• GIVEN DATA
•••
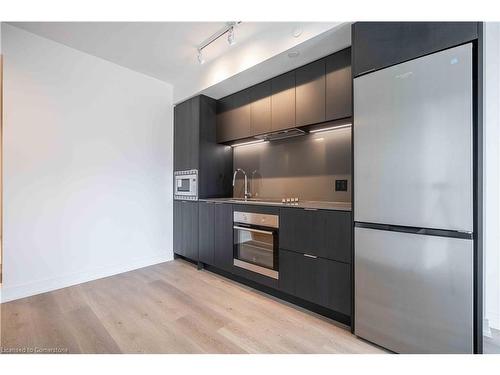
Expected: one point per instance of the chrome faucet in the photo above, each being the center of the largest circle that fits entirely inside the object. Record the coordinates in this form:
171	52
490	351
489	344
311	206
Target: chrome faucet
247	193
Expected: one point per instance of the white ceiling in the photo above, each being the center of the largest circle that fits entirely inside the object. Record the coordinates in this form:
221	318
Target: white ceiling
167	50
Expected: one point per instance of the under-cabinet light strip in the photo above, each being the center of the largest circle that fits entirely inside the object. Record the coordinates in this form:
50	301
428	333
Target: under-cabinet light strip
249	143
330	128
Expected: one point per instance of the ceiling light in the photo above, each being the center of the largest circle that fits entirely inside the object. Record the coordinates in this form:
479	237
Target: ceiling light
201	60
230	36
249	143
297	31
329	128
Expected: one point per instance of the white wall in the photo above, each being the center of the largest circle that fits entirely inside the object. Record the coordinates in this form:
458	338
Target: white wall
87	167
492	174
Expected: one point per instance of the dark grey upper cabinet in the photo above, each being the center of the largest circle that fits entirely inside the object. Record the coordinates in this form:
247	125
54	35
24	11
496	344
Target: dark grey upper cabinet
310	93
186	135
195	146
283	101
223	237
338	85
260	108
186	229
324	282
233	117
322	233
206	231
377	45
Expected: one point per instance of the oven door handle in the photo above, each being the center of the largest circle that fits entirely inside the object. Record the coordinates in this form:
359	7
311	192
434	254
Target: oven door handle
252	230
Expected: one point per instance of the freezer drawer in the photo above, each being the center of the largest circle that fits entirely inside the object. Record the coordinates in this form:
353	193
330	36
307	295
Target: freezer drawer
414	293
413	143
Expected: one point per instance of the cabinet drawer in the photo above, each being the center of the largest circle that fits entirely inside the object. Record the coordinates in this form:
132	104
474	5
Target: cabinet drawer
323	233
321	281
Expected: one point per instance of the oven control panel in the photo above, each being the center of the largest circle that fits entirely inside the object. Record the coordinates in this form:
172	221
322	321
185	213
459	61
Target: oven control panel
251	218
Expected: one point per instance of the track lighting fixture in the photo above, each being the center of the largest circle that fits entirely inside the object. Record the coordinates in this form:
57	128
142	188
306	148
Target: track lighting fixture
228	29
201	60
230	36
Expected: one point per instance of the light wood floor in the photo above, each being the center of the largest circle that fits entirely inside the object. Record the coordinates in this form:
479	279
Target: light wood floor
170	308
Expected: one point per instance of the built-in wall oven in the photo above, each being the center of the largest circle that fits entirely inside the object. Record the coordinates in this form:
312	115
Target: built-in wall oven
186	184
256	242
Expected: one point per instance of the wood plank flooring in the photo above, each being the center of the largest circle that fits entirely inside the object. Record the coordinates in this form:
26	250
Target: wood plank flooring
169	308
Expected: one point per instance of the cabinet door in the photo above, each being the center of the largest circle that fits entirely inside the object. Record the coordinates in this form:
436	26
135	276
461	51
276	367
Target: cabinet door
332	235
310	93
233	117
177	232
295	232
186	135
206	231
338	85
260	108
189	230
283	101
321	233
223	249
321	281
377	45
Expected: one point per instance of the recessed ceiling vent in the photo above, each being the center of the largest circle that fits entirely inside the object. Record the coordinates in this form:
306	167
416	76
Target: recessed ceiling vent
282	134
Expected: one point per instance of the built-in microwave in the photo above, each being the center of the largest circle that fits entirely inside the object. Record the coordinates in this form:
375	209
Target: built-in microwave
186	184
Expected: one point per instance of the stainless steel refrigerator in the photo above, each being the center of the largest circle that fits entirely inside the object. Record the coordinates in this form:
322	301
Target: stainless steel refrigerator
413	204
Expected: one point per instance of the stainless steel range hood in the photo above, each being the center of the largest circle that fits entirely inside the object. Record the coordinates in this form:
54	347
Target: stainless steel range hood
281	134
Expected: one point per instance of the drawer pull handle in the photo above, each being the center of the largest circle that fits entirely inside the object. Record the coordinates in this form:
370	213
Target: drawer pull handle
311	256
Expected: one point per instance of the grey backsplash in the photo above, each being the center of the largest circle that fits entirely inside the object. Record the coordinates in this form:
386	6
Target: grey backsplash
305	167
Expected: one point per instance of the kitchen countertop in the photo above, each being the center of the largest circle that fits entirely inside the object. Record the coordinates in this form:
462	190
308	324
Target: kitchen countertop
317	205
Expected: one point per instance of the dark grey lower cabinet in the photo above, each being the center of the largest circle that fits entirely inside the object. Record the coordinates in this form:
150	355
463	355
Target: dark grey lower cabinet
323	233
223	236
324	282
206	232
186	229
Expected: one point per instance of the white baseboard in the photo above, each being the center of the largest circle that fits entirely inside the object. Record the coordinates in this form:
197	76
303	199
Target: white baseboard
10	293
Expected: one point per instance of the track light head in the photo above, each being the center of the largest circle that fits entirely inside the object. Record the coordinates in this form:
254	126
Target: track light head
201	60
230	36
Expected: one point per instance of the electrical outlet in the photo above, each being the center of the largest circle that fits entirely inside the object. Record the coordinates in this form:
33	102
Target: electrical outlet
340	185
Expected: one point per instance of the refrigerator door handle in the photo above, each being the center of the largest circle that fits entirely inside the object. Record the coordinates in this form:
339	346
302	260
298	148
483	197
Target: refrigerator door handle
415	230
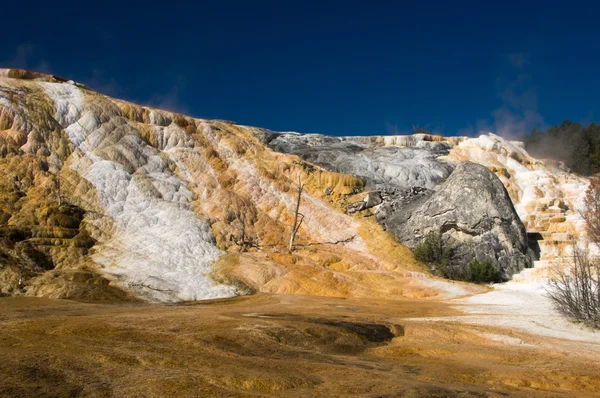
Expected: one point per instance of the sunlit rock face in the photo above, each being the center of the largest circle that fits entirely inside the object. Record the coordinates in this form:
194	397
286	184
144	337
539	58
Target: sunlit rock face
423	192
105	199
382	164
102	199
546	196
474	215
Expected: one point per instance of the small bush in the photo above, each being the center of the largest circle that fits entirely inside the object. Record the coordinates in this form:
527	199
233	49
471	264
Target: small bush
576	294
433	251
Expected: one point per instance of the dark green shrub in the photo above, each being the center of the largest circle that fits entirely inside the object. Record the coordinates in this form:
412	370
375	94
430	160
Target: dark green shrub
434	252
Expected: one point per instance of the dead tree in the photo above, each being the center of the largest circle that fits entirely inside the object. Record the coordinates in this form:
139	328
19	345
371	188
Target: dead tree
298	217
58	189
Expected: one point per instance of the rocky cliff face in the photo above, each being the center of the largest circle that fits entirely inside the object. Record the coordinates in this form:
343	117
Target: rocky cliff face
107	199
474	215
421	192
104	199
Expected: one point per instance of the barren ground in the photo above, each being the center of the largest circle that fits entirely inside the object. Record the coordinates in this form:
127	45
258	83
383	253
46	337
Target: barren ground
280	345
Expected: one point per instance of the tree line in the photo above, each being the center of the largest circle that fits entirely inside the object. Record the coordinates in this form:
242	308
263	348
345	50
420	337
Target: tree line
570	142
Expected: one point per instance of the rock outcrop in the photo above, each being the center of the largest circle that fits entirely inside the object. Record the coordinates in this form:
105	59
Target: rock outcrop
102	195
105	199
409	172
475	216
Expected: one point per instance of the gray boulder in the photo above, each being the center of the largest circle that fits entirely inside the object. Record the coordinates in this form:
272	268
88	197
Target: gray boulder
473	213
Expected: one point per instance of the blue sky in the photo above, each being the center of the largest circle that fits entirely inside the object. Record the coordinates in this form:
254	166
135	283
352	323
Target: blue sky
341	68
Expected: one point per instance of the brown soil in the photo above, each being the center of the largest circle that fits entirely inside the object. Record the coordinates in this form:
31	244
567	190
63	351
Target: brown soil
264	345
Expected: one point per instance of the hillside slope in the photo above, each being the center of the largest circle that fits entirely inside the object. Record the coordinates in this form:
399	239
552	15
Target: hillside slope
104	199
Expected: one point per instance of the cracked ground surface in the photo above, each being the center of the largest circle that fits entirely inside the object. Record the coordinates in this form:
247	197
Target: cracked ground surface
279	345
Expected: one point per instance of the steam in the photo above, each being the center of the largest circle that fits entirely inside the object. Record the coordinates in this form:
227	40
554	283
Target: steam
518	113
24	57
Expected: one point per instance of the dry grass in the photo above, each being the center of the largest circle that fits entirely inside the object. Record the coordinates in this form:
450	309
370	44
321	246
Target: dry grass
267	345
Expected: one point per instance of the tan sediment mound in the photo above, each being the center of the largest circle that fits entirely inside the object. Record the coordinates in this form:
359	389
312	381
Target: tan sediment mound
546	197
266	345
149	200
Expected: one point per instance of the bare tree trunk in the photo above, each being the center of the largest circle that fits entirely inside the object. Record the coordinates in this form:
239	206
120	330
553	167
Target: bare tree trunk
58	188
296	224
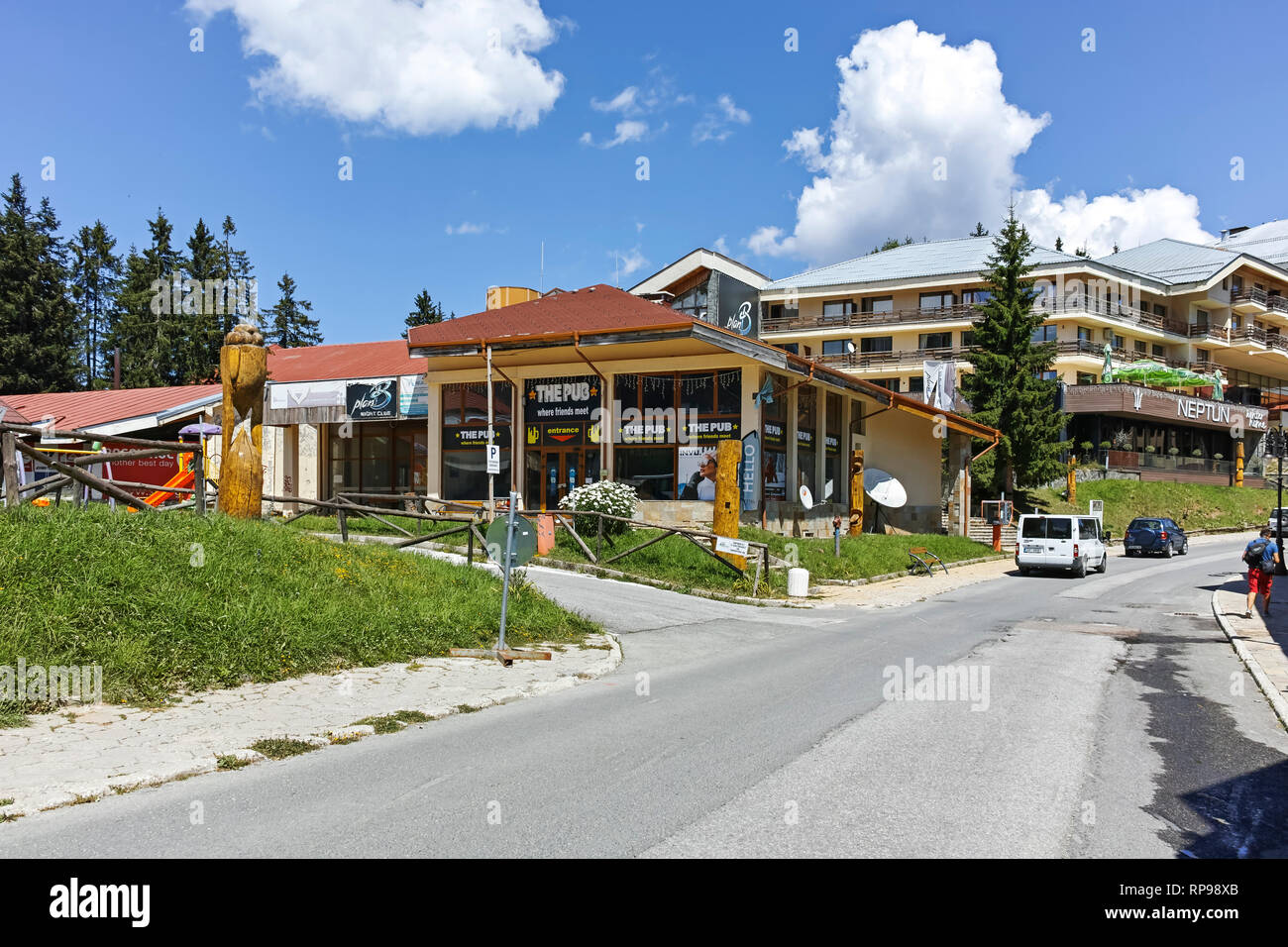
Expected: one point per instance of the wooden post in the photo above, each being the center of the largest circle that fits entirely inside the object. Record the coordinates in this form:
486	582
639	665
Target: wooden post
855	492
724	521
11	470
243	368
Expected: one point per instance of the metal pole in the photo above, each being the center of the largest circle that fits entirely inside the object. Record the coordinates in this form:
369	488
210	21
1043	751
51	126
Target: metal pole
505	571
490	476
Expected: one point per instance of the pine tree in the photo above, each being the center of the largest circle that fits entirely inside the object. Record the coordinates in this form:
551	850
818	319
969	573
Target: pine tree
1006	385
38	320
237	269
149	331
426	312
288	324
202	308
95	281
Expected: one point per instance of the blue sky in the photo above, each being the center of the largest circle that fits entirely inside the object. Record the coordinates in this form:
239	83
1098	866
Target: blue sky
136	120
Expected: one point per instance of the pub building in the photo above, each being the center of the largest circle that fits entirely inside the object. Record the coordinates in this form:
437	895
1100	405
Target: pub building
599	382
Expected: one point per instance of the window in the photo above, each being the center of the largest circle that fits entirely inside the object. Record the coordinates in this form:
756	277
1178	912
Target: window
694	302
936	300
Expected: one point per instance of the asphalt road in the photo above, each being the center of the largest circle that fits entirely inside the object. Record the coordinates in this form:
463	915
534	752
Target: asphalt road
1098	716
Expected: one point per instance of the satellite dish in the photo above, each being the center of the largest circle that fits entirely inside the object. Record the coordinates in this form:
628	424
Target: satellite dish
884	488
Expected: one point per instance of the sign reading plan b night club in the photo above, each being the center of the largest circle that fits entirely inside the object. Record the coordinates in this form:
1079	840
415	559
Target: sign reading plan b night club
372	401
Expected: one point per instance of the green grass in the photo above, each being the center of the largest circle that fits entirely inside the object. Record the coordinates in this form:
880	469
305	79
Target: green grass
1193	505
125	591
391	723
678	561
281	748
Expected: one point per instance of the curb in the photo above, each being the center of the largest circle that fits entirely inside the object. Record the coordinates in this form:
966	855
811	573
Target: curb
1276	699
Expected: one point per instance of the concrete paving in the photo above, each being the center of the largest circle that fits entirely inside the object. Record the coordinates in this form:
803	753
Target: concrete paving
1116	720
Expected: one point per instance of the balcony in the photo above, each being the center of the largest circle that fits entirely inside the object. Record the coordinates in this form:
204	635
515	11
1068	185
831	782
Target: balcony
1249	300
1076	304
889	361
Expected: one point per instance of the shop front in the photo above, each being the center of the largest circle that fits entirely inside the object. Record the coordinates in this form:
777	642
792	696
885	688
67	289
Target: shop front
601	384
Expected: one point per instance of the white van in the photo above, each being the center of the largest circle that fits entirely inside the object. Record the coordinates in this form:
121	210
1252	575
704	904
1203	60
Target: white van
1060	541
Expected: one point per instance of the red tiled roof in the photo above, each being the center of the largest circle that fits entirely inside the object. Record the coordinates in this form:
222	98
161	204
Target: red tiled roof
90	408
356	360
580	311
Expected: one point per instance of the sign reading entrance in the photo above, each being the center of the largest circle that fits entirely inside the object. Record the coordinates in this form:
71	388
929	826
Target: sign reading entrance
•••
• WHAT IS REQUIRED
Copy exactly, word for word, the line with "Expected: one point per instance of the green" through the final line of the listing.

• RESULT
Expected: one point per instance of the green grass in the photo above, each being the center of the largest circle that fits entirely inside the object. Record the coordinates in this form:
880	469
305	79
Target: green grass
1193	505
125	591
391	723
678	561
281	748
Expected: one point per instance of the curb in the photo above, each being the center of the largest circle that fits entirely inside the object. Record the coordinates in this form:
966	855
811	573
Target: curb
1276	699
Expected: one point per instance of the concrete paving in the photo above, each being the center of the largest circle that fits entirely inside the object. Record the coordinates in this form:
803	753
Target: concrete paving
1116	720
Expected: one point per instance of the balcony in the photo above, each being the center of the largest circle that fits entirely inside the object. Record the coordinates in this form:
204	635
515	11
1068	185
831	782
Target: balcony
1249	300
1076	304
889	361
Expected: one point per instance of the shop front in the photo above, each being the center of the largest circle that fits entirely inside the object. Record the coordinates in this form:
777	642
792	696
885	688
67	289
Target: shop front
601	384
Expected: one point per instance of the white van in the photo above, each being the center of the largest circle that fits entirely inside the object. Record the coordinates in this form:
121	210
1252	575
704	904
1203	60
Target: white van
1060	541
Expected: one point per instance of the red tiled roof in the photo above, each being the center of the largest circle that fits entirely inside the object. Record the coordinates in this form:
222	98
161	204
Target: red tiled roof
90	408
356	360
580	311
Expected: one point per instance of the sign reading entrance in the photo above, each being the center of the largest circle that fits entirely inside the object. Record the coordinates in this form:
71	388
929	826
Target: sign reading entrance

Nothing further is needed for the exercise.